▶ DIRECTIONS: Please count every line of the following material that holds "below" and give the total alone.
○ ○ ○ ○ ○
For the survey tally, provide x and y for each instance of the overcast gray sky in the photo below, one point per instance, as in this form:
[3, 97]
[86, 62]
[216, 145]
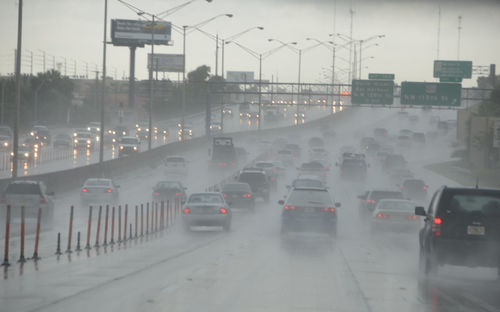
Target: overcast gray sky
[73, 29]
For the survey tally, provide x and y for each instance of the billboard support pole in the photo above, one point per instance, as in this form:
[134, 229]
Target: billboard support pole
[131, 78]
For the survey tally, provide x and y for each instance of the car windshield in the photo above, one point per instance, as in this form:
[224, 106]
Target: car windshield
[129, 141]
[236, 187]
[95, 182]
[396, 205]
[301, 197]
[23, 189]
[207, 198]
[378, 195]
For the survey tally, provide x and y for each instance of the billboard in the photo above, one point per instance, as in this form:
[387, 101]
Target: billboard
[138, 33]
[241, 77]
[173, 63]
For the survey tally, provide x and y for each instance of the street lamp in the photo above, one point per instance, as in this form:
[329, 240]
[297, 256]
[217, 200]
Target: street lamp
[260, 57]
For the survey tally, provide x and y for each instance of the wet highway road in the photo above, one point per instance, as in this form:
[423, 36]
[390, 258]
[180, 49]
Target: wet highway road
[252, 268]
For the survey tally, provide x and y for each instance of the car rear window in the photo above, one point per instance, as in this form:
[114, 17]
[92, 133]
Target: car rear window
[310, 198]
[23, 189]
[486, 204]
[236, 187]
[378, 195]
[252, 177]
[205, 198]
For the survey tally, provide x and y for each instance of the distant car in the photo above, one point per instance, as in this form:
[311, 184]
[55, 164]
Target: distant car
[258, 181]
[239, 195]
[30, 194]
[175, 165]
[169, 191]
[206, 209]
[414, 189]
[99, 191]
[294, 148]
[394, 215]
[370, 199]
[24, 153]
[83, 140]
[128, 146]
[309, 210]
[62, 140]
[462, 227]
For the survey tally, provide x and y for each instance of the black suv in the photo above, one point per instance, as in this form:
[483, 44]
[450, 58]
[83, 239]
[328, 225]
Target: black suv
[462, 227]
[258, 181]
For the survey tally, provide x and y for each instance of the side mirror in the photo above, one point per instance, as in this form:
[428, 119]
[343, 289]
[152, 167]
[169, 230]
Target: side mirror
[420, 211]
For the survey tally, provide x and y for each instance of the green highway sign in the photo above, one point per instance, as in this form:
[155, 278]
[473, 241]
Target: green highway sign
[450, 79]
[372, 92]
[431, 93]
[381, 76]
[458, 69]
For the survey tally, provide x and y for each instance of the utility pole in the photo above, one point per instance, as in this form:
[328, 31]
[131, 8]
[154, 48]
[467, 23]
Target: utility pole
[459, 33]
[15, 149]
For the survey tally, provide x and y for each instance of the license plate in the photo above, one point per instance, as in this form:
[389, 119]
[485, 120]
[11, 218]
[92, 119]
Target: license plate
[475, 230]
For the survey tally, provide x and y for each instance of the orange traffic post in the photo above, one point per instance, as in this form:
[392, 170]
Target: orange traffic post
[98, 227]
[147, 218]
[89, 227]
[70, 230]
[112, 241]
[125, 223]
[142, 220]
[136, 219]
[119, 224]
[37, 237]
[21, 256]
[105, 242]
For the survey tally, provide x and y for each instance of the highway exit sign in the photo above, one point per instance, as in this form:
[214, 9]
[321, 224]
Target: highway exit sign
[372, 92]
[431, 93]
[381, 76]
[456, 69]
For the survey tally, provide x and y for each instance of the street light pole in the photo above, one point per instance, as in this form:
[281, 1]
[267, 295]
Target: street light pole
[103, 93]
[18, 87]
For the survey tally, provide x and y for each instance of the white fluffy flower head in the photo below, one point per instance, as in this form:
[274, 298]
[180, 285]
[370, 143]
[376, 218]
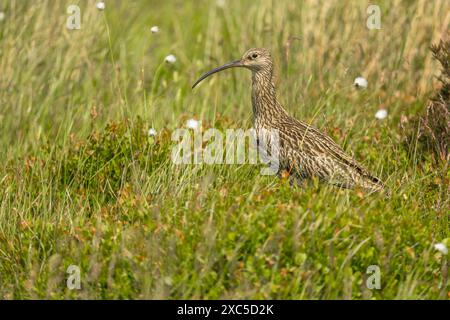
○ ○ ○ ○ ○
▶ ANSWER TO THIS TASK: 2